**PROBLEM 1:**
According to the LeEco article, how much did LeEco pay to acquire Vizio Inc.?
**PROBLEM 2:**
List the products that the LeEco article says the company is showing off at its San Francisco event.
**PROBLEM 3:**
Quote the LeEco article from "Like other tech" to "to US consumers.".

**SOURCE EXCERPT:**
▶

LeEco draws up ambitious plan to conquer the world
Next year, Matt Damon will play a mercenary who goes to China in search of novel weapons, only to stumble upon a secretive army that defends the country from invading monsters.
“The Great Wall,” out in February, is the most expensive film production in Chinese history. It’s produced by LeEco Global Group, a Beijing-based company that’s virtually unheard of in the West but is planning its own invasion – of the US.
LeEco, for those who haven’t heard of it, makes an entire lineup of digital devices, including ultra-high-definition TVs and smartphones and virtual reality goggles marked with its Le brand. In July, it acquired the California TV maker Vizio Inc. for $2 billion.
It’s also a multi-faceted entertainment company, producing films like “The Expendables 2” and shows like “Go Princess Go,” which tells the story of a 21st century playboy who travels back in time to ancient China. It operates a popular Chinese video subscription service and also makes electric cars and a smart bike (it has laser pointers, a heart rate sensor and built-in speaker).
Like other tech companies, LeEco (Le means happy in Chinese, and Eco is short for Ecosystem) dreams of weaving all these products and services together. Start a LeEco movie on your LeEco smartphone, resume it on your LeEco TV and finish in your LeEco autonomous car. The company hopes this vision can resonate outside its home country. At an event on Wednesday in San Francisco, LeEco is showing off a selection of products, including UHD TVs, smartphones, virtual reality goggles and electric bikes, which will soon go on sale to US consumers.
In China, LeEco sells its hardware at razor-thin margins. It derives profits from selling subscriptions to movies and television shows (some of it produced by LeEco), in addition to offering access to streamed sporting events, digital music and cloud storage.
The business model will be difficult to export to the US, since the company does not yet produce any original TV shows or movies targeted to American audiences. But it’s trying. In September, LeEco recruited Adam Goodman, the former president of Paramount Pictures’ Motion Pictures Group, to join its Le Vision Entertainment unit in Los Angeles. He’s tasked with replicating the global blockbusters that he produced at Paramount, including the “Mission Impossible” and “Star Trek” franchises.
The company also has ambitions in Silicon Valley. It has persuaded executives from Samsung and Qualcomm to join its American team. Earlier this year, LeEco purchased 49 acres of land from Yahoo in Santa Clara, where it plans to build headquarters for up to 12,000 employees.
These moves have many analysts scratching their heads. “When can they generate enough revenue and profit to self-drive all of this investment? They’re kind of opaque,” said IHS Markit analyst Paul Gagnon. “It’s a lot of investment without a lot to show for it.”

◀

Items from an annotation dataset:

▶

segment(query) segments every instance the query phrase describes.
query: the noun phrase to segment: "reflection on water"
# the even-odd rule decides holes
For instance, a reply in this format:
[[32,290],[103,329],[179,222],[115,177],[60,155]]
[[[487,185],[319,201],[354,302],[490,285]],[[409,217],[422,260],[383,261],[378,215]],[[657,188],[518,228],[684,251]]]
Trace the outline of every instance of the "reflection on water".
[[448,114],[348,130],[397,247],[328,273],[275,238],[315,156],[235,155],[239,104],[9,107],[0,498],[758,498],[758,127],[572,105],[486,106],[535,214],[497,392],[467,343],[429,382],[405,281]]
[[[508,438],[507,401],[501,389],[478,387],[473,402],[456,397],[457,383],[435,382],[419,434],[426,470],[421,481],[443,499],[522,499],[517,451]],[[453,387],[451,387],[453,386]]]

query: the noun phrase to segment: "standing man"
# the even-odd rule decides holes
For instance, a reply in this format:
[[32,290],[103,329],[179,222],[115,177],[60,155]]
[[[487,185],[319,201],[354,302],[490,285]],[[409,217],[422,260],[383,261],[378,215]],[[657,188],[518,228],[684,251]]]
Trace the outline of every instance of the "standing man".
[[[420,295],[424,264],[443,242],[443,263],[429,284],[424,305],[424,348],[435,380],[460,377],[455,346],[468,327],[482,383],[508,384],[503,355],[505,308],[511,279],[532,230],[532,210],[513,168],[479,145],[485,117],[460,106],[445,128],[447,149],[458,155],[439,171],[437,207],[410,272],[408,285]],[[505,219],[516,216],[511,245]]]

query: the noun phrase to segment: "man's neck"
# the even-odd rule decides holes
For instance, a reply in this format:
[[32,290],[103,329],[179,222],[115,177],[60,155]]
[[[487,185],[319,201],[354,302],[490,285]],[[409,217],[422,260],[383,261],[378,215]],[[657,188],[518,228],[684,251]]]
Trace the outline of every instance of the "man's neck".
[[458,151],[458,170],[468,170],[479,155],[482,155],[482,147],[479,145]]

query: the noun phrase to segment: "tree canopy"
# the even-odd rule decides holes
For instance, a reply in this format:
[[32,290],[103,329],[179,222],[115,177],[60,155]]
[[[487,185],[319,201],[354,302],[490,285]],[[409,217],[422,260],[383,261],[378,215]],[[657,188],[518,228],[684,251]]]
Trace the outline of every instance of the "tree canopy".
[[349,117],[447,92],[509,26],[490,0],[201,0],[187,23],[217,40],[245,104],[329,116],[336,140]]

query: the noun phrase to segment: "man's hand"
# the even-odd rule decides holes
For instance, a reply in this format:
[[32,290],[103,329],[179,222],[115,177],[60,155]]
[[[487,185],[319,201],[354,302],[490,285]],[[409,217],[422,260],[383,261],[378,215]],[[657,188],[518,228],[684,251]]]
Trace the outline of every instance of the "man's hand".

◀

**EXERCISE RESPONSE 1:**
$2 billion

**EXERCISE RESPONSE 2:**
UHD TVs, smartphones, virtual reality goggles, electric bikes

**EXERCISE RESPONSE 3:**
Like other tech companies, LeEco (Le means happy in Chinese, and Eco is short for Ecosystem) dreams of weaving all these products and services together. Start a LeEco movie on your LeEco smartphone, resume it on your LeEco TV and finish in your LeEco autonomous car. The company hopes this vision can resonate outside its home country. At an event on Wednesday in San Francisco, LeEco is showing off a selection of products, including UHD TVs, smartphones, virtual reality goggles and electric bikes, which will soon go on sale to US consumers.